__Reading text__:
* * * * *

Earlier this month, world markets soared on the news that Pfizer/​BioNTech reported its new COVID-19 vaccine was 90% effective in creating immunity to the deadly coronavirus. Pfizer teamed up with the German company BioNTech to develop and test the vaccine and used their own capital resources to do it. One week later, the biotech company Moderna announced its COVID-19 vaccine was more than 94% effective in clinical trials. Other companies are hard at work testing their own vaccines, which also show great promise.

Vaccinations may soon become available to frontline health workers and the most vulnerable within a matter of weeks. This is an unusually fast turnaround; according to a report from the World Economic Forum, it takes an average of 10 years and $500 million for a vaccine to be developed and approved. While COVID-19 is highly contagious and rapidly spreads, providing a continuous pool of subjects for clinical trials, the speed at which these vaccines are coming online is still nothing short of astounding.

That’s because the Food and Drug Administration (FDA) has been fast-tracking approval of COVID-19 vaccines as well as therapeutics under the Coronavirus Treatment Acceleration Program (CTAP). Under CTAP, the FDA grants emergency use authorization to vaccines that have already completed Phase One trials that demonstrate safety, and Phase Two trials that demonstrate safety and efficacy, but have not yet completed Phase Three (long-term protection) trials, if the benefits outweigh the risks.

The FDA granted Fast Track designation to the Pfizer/​BioNTech mRNA-based vaccine in July. It granted the same designation to the mRNA-based vaccine being developed by Moderna last May. Earlier this month, the FDA fast-tracked a “subunit” vaccine made by Novavax that uses the S protein portion of the coronavirus “spike” to generate antibodies. Therapeutics such as the antiviral drug remdesivir have similarly been fast-tracked. This shows us how quickly drugs and vaccines can get from the research lab to the patients if the FDA lets them.

As Michael F. Cannon and I explain in a recent Cato Institute paper, the high cost of the FDA’s approval process necessarily leads to higher drug and vaccine prices.

Rather than save lives, the usually lengthy FDA approval process may cost them. While keeping new drugs off the market until manufacturers conduct more and larger clinical trials no doubt saves lives by preventing unsafe drugs from coming to market, it also causes patients to suffer and even die while waiting for treatments and vaccines to clear the FDA’s approval process — a phenomenon called “drug lag.”

* * * * *

__Given records__:
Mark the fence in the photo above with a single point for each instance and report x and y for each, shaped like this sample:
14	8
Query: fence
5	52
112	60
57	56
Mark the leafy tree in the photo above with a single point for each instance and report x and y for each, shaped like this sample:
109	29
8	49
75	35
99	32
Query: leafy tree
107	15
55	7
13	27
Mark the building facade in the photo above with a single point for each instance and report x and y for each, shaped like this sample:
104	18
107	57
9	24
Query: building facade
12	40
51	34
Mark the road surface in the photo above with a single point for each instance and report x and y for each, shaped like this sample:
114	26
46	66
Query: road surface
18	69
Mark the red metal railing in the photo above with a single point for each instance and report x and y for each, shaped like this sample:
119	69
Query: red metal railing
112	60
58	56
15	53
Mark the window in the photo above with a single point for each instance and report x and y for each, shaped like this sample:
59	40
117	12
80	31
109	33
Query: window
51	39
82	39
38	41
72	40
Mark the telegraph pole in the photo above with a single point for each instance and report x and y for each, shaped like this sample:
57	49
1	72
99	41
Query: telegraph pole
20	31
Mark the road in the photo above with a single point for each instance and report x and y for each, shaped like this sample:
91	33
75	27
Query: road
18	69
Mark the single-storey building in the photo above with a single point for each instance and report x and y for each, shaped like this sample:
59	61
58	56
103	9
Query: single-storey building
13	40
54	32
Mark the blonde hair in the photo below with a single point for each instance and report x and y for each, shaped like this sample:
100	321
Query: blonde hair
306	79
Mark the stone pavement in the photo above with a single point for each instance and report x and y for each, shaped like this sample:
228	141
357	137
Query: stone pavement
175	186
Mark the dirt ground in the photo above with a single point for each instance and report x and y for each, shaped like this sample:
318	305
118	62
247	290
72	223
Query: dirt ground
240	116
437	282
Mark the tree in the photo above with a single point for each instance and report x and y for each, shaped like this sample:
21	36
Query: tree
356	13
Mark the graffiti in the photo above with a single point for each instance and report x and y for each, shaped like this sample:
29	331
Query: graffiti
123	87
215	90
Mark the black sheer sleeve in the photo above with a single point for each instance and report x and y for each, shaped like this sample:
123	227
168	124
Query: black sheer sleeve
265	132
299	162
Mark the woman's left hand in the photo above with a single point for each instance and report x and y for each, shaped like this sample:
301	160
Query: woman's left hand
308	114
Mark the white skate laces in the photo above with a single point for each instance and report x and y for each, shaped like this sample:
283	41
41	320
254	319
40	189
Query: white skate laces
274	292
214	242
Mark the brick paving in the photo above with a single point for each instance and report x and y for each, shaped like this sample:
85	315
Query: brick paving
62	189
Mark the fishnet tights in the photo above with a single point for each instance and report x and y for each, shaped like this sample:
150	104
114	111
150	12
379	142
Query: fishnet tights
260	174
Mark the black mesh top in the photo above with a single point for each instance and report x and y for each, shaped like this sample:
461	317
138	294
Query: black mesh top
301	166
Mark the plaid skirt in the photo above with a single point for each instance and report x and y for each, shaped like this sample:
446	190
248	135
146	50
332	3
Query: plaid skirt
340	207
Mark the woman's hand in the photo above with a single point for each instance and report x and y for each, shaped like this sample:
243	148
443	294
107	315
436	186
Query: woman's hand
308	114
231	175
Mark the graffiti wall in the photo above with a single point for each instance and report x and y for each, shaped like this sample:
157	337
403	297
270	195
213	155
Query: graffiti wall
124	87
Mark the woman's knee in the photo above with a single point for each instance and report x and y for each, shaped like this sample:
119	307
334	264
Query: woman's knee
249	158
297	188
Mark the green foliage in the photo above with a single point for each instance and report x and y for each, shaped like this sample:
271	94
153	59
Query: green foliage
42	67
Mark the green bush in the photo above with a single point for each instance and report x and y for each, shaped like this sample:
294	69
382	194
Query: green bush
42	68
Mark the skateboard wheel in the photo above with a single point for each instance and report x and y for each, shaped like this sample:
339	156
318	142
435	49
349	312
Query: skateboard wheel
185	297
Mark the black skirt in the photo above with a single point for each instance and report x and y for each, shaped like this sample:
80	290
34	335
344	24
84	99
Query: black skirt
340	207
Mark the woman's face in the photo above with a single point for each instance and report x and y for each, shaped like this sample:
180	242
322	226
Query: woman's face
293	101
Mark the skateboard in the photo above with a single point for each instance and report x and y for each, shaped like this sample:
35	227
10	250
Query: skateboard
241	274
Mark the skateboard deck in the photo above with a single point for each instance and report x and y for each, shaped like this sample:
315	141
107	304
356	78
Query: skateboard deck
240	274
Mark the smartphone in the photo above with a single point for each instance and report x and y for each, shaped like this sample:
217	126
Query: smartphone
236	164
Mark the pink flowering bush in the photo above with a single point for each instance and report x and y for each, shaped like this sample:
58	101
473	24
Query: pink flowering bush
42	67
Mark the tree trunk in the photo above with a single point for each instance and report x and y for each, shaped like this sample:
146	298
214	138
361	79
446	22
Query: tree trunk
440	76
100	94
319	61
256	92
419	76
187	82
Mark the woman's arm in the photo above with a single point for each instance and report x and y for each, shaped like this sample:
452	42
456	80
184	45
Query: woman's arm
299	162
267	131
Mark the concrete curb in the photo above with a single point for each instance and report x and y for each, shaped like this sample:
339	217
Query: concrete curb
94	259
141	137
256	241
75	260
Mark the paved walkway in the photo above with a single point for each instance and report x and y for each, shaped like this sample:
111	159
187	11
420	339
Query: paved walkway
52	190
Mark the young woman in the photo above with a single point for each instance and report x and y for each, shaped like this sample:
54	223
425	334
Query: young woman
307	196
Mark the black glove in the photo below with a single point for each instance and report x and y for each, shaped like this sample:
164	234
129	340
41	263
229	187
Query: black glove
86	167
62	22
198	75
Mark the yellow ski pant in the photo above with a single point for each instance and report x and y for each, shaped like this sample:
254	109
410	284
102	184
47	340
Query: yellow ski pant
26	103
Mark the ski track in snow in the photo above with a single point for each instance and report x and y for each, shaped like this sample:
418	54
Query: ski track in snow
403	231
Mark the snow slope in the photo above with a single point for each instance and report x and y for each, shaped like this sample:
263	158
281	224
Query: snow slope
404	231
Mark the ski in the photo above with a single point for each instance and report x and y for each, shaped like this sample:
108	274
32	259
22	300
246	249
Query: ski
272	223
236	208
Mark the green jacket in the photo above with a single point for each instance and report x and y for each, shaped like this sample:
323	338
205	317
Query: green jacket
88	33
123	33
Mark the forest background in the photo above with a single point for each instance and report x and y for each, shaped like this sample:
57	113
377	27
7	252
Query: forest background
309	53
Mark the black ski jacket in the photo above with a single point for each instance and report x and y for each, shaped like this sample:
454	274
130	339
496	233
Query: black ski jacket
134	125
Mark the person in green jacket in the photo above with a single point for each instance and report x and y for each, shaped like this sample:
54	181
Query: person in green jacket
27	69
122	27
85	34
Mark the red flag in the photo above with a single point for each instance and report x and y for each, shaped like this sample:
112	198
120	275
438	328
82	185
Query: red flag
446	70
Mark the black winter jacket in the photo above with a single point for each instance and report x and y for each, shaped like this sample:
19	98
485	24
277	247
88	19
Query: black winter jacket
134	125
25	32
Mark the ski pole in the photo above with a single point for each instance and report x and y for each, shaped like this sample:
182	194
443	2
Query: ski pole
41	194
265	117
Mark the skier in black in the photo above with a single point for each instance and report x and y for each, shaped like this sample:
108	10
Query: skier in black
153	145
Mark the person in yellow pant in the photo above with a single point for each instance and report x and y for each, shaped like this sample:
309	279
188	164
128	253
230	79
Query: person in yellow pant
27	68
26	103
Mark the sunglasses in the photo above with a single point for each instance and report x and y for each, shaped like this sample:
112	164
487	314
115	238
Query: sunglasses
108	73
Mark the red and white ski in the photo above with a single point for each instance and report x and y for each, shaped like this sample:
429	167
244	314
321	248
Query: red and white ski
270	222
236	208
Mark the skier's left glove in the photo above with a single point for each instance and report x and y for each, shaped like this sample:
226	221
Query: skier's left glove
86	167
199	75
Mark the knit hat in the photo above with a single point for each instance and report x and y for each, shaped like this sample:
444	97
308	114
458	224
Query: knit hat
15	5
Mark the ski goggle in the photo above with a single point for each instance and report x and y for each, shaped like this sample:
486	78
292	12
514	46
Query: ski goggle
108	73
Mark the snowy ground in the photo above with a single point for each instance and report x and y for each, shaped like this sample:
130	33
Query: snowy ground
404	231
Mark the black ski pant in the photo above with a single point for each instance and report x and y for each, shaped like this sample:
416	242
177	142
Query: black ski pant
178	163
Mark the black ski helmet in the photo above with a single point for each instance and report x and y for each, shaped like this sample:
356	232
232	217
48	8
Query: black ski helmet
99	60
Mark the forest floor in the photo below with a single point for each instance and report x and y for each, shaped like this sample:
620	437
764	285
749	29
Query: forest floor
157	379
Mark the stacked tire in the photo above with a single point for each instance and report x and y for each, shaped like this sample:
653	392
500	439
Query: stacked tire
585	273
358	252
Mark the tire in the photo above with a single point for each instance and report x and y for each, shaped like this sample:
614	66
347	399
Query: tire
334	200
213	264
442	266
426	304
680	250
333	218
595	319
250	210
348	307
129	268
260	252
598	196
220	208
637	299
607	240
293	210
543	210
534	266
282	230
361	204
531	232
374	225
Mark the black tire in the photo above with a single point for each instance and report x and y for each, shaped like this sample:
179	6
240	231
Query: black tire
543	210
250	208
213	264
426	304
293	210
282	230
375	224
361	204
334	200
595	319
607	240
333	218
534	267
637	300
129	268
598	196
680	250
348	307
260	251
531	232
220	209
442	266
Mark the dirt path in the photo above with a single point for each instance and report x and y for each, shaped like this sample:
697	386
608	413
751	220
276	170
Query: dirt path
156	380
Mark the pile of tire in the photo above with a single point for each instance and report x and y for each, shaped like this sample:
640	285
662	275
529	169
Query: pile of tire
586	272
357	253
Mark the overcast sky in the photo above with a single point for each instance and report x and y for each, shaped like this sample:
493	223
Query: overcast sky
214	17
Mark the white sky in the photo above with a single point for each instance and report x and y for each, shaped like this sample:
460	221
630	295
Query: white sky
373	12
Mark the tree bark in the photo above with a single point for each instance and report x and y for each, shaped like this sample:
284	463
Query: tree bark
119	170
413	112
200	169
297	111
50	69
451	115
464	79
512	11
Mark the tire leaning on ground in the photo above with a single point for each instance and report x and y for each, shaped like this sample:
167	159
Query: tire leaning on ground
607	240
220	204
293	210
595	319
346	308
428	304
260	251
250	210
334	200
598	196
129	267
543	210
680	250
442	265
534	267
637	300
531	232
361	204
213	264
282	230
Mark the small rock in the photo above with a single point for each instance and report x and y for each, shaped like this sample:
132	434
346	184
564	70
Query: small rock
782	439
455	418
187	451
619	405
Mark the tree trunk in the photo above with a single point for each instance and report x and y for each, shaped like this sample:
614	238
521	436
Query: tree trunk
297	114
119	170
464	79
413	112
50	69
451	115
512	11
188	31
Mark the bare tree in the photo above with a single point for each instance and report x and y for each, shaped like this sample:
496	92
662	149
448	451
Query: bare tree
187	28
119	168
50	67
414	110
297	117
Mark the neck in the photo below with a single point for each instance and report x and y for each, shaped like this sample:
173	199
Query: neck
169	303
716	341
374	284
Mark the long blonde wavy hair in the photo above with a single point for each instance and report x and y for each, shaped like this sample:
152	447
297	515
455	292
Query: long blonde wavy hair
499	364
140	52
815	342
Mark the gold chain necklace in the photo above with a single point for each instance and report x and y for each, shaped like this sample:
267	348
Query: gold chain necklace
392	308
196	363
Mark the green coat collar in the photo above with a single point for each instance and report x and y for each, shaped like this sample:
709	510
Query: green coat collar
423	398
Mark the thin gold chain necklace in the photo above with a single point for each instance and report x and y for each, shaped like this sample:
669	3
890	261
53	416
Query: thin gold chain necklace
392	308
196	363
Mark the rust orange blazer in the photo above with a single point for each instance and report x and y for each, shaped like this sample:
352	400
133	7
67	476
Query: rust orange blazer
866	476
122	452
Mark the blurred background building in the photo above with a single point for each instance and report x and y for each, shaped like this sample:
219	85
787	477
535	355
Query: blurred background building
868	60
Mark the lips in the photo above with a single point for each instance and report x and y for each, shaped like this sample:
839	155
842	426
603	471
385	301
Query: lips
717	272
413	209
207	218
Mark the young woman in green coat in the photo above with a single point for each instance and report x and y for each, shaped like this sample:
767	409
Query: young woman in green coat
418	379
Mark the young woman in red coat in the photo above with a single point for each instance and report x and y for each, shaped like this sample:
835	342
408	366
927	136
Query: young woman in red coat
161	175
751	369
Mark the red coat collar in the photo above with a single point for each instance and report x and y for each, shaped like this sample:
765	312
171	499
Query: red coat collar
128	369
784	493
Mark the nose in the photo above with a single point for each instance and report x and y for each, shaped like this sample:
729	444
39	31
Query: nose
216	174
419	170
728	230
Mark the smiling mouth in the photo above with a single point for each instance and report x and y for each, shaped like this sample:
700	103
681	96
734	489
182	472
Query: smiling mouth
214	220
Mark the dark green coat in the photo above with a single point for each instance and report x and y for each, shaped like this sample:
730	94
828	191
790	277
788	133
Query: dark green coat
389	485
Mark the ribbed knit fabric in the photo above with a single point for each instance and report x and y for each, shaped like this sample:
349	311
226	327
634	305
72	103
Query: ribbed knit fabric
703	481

* * * * *

__Exercise description__:
Write the next part of the passage on the FDA's fast-tracking of COVID-19 vaccines, starting after its final sentence.

__Response area__:
Dissatisfaction with the length of the FDA’s approval process led to a national “Right to Try” movement that spurred legislation at the state level and a federal “Right to Try” law in 2018.

2004 study by Mary K. Olson concluded the health improvements that result from shortening the FDA’s approval process exceed the health losses by a factor of 12 in the first two years the drugs are on the market. Olson notes several caveats, including that consumers may underreport adverse reactions or that adverse reactions could occur beyond two years. She estimates, however, that even if consumers and physicians fail to report 30% of adverse drug reactions, the health gains would still be nine times greater than the health losses.

A 2006 study, using reasonably conservative assumptions, estimated that the health benefits that resulted from federal legislation that accelerated FDA reviews of new drug applications were between three and six times greater than the health losses.

This pandemic taught us how quickly and efficiently the private sector can meet the needs of a public health emergency. From repurposing factories to make personal protective equipment, hand sanitizer, or ventilators — to developing new therapeutics and vaccines — the efficient market-based private sector keeps coming to the rescue.

Lawmakers should learn from this. Fast-tracking drug and vaccine approvals should become the rule, not the exception. Better yet, lawmakers should allow patients to choose between drugs and vaccines that are FDA-approved and those approved by other “trusted” countries’ regulatory agencies — a proposal called “reciprocity.” Patients might even be allowed access to therapeutics approved by independent third-party certifiers if the label clearly states how and from whom the drug received certified approval.

The people shouldn’t have to wait until the next public health emergency for the FDA to permit them faster access to treatments and cures.